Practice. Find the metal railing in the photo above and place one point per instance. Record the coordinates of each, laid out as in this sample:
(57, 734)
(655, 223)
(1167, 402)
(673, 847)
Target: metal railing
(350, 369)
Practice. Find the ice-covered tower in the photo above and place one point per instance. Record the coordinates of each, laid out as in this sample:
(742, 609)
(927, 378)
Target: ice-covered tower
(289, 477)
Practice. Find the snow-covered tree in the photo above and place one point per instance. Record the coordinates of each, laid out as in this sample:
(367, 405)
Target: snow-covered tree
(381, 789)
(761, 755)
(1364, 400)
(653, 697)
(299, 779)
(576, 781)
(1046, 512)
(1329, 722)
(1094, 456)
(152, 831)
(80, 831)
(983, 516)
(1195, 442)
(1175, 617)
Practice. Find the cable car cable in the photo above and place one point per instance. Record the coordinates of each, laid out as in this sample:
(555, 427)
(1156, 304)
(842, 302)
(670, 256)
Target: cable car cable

———

Required work: Working through the records, copy each line in which the word "this" appears.

Expected answer:
Practice. Find the metal railing in the photo above and place one point per instance. Record the coordinates of each, laid out as in this sample:
Practice. Find the ice-covered tower in the photo above and place one point per instance. Record the coordinates of each, laid out as in this sample:
Practice. Find the snow-covered tree in the photo above and place one point per instance. Record the coordinates of each, laid out as in this sample:
Practice. Find the cable car cable in the photo above and place one point per instance. Record the coordinates of each, laid out as in this sample:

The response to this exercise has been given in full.